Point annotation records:
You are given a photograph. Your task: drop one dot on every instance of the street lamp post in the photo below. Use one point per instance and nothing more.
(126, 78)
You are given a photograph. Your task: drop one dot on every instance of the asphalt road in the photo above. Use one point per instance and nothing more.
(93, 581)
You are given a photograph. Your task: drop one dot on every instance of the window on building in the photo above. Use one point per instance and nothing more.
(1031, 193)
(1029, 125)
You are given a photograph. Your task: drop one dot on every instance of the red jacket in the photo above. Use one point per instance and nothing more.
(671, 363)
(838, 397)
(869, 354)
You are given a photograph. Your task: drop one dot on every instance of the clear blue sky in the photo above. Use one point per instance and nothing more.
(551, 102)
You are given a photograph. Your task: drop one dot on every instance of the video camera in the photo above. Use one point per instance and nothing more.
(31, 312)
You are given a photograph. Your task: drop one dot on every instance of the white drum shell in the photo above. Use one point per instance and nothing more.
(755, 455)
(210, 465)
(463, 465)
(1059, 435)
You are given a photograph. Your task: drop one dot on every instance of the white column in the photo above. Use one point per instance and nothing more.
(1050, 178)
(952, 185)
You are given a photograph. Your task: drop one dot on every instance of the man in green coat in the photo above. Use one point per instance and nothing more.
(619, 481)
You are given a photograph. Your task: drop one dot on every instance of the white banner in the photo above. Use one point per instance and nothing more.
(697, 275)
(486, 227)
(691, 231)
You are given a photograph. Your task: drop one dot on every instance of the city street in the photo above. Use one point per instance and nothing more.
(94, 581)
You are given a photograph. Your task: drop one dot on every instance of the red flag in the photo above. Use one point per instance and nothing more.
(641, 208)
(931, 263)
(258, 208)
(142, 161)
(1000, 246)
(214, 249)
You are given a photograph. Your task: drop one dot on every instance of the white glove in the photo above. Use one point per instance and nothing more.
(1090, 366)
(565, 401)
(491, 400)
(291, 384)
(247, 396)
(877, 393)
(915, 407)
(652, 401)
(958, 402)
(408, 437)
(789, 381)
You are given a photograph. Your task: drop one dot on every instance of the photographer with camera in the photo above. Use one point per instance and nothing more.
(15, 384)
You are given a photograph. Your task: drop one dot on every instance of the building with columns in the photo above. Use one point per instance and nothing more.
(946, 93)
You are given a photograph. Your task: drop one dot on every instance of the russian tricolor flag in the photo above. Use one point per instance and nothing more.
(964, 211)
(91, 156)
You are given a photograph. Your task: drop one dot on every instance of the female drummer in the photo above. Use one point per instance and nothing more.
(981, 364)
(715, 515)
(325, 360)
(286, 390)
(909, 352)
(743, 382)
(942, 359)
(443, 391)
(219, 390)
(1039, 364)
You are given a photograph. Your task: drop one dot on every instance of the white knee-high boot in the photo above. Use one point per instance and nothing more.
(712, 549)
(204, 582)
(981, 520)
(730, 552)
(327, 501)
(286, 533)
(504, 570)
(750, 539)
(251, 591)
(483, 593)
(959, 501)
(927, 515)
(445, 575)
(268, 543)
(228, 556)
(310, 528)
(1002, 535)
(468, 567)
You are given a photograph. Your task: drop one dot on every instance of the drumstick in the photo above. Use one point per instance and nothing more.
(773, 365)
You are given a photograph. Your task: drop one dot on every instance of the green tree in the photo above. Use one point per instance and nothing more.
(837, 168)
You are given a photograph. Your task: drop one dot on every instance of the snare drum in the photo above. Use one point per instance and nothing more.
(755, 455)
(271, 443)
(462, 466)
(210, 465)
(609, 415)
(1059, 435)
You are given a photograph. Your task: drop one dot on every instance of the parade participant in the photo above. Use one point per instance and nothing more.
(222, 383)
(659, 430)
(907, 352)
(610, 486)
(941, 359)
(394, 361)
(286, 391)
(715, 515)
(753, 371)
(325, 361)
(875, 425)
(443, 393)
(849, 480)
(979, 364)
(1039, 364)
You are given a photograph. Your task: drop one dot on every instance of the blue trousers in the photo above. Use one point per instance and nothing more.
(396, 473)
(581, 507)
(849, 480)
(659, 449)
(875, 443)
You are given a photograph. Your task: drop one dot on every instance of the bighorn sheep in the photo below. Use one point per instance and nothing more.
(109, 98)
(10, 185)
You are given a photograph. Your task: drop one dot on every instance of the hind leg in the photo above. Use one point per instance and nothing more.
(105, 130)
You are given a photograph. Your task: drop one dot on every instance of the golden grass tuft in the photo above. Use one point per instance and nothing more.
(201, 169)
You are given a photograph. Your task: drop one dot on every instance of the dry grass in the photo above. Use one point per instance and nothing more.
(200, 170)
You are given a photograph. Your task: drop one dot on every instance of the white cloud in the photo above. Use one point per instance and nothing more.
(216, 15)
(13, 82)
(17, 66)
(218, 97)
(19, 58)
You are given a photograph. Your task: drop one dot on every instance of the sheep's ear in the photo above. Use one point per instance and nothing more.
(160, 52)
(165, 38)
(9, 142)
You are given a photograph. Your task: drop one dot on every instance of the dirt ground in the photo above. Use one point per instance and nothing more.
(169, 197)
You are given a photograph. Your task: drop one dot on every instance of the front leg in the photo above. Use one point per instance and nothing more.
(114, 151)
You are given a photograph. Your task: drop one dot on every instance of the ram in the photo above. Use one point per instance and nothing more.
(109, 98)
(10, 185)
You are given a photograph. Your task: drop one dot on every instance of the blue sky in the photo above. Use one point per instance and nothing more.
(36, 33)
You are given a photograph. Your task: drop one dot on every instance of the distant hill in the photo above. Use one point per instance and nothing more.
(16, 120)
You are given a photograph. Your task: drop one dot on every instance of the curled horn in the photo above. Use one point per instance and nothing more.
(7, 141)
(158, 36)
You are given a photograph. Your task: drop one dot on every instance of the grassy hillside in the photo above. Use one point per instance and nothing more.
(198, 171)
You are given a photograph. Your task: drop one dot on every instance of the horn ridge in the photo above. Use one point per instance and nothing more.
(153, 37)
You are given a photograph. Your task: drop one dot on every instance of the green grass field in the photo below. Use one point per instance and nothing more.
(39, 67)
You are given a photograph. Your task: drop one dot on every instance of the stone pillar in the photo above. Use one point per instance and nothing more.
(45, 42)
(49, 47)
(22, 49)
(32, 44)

What the exercise asks: Each entry must be reproduced verbatim.

Completed exercise:
You are given a photograph. Your task: drop one dot on every instance of the street lamp post in the photo below. Use one point per instance and nothing more.
(126, 78)
You are given a photograph. Your task: drop one dot on every instance of the asphalt road in the photo above. Use one point per instance and nothing more.
(93, 581)
You are given a photograph. Your task: drop one dot on every instance of the window on building in the photo above. Use one point per instance and nothing more.
(1031, 193)
(1029, 125)
You are given a photograph. Your task: drop one dot on every instance of the red jacket in the photo above. Use one point per instance and nothing more.
(671, 363)
(838, 397)
(869, 354)
You are given a photograph. Your task: drop one dot on every instance of the clear blue sky in the photo above. Use one point per instance and nothing more.
(551, 102)
You are given a photograph. Your task: drop one dot on every instance of the video camera in the photo above. Use one point per instance and nothing more.
(31, 312)
You are given a photograph. Your task: drop one dot on every instance of the white drum shell in the photo above. Use one point per instance and nothing more.
(755, 455)
(210, 465)
(463, 465)
(1059, 435)
You are given a photograph. Your task: drop one dot on every instance of the white column in the photo above. Use one point per instance and nothing more.
(1050, 178)
(952, 185)
You are given a photograph. Your task: drop one dot on every instance of the man in green coat in the photo above. Use one point per instance and nothing more.
(619, 481)
You are given a photograph. Your task: drop one dot on every instance of the white banner in the photo above. Use one point per instance and nothing more.
(697, 275)
(486, 227)
(691, 231)
You are given a photograph. Your task: drop one dot on every instance of the city street in the photo above. Use one point per instance and nothing more.
(94, 581)
You are given a photograph. Your task: drop one dot on every instance of the red flag in the photo above. Use one point per instance and nothing more.
(641, 208)
(931, 263)
(258, 208)
(142, 161)
(1000, 246)
(214, 249)
You are given a photograph. Your task: drop one dot on every instance of the white glove in the photo above. Use one point per instance and nothing more.
(1090, 366)
(565, 401)
(491, 400)
(291, 384)
(247, 396)
(877, 393)
(915, 407)
(652, 401)
(958, 402)
(408, 437)
(789, 381)
You are given a photograph. Your task: drop one dot on every instance of the photographer with camera in the photo above. Use one point per instance and nothing more.
(15, 384)
You are given a photograph. Your task: drop one dot on every instance of the building with columns in the photo above. Use one point per instance and nothing more.
(946, 93)
You are given a photograph. Your task: drop one dot on every instance of the russian tricolor flag in the photo above. Use one point per instance and nothing more.
(964, 211)
(91, 156)
You are given a photograph. Your task: drop one dot on every instance of the female drummer in the photo above. Use one point per instance and nothing more.
(981, 364)
(715, 515)
(325, 360)
(286, 390)
(909, 352)
(743, 382)
(942, 359)
(443, 391)
(219, 390)
(1039, 364)
You are given a photograph. Your task: drop one dot on every instance of the white knee-high boot in the photo above. Use one point per instance and nothing more.
(712, 549)
(204, 582)
(981, 520)
(730, 552)
(327, 501)
(286, 533)
(504, 570)
(750, 539)
(251, 591)
(483, 593)
(959, 501)
(927, 515)
(445, 575)
(268, 543)
(228, 556)
(310, 528)
(1002, 535)
(468, 567)
You are given a photograph. Your task: drop one dot on every instance of the drumstick in the photo above. Use one point per instance and nothing more.
(773, 365)
You are given a photograph. Your task: drop one dot on every instance of the green tree in the photo above. Use one point per instance and nothing more.
(837, 168)
You are given a photograph. Your task: drop one dot on every instance of the snare drum in the photo above. Use one point per instance and nothing more.
(755, 455)
(271, 443)
(462, 466)
(210, 465)
(609, 415)
(1059, 435)
You are given a photograph. Your task: drop one dot on every instance of the parade participant in the photo above. Use one point per instance and nothing more.
(222, 383)
(659, 430)
(907, 352)
(610, 486)
(941, 359)
(394, 361)
(286, 391)
(715, 515)
(753, 371)
(325, 361)
(875, 425)
(443, 393)
(849, 480)
(979, 364)
(1039, 364)
You are given a photograph. Your task: drop one dot on every instance of the blue trousers in the photo above. Use one point per instance and nothing more.
(396, 473)
(581, 507)
(849, 480)
(659, 449)
(875, 443)
You are given a photograph. Your task: drop one dot on every instance of the bighorn sheep in the photo below. Use one point per instance and nothing more.
(109, 98)
(10, 185)
You are given a photograph. Your task: drop one dot on every instance of the hind leg in the photo above. Use one point per instance and nothing more.
(105, 130)
You are given a photograph. Your task: drop one dot on every instance of the golden grass tuft in the photo above. Use one point per instance and nothing more.
(201, 169)
You are given a photograph. Your task: drop one dot on every instance of the dry grass in the photo above. Use one point per instance and nothing more.
(200, 170)
You are given a photograph. Your task: drop one dot on every instance of the white cloud in the photo above. Use one point per instance and nothing more.
(216, 15)
(13, 82)
(17, 66)
(218, 97)
(19, 58)
You are given a photograph. Your task: drop one dot on every instance of the sheep's ear in the photo above. Use one point per instance and nothing more.
(160, 52)
(165, 38)
(9, 142)
You are given a photograph. Your task: drop one dot on every instance of the dirt ground in the photo above. Use one point per instance and nothing more.
(169, 197)
You are given a photograph. Your task: drop one dot on every instance of the front leg in the photo above. Use one point per instance and nothing more.
(114, 151)
You are given a photograph. Your task: drop one dot on every instance of the ram in the photo above. Use one point per instance and nothing more.
(109, 98)
(10, 185)
You are given a photograph. Your task: drop one dot on every instance of the blue sky in the photo above. Use one point per instance and nothing more.
(36, 33)
You are given a photograph. Your task: drop one dot on every instance of the distant hill in the photo above. Use one point per instance and nothing more.
(16, 120)
You are given a photograph. Your task: drop one dot on every instance of the curled horn in the photo above. Use one point per instance and nothing more.
(7, 141)
(158, 36)
You are given a photograph. Your task: drop one dot on every instance of the grassy hillside in the photo above. Use one point per instance and nothing more.
(198, 171)
You are given a photograph. Your task: drop one dot on every instance of the horn ridge in the photo above. Use one point per instance and nothing more.
(153, 37)
You are given a photograph. Your task: drop one dot on every instance of the green grass field in the photo below. Use one point per instance and nothing more.
(39, 67)
You are given a photograph. Your task: drop one dot on every instance of the stone pillar in the photo above. Use one point per instance and nothing more.
(45, 42)
(49, 47)
(22, 49)
(32, 44)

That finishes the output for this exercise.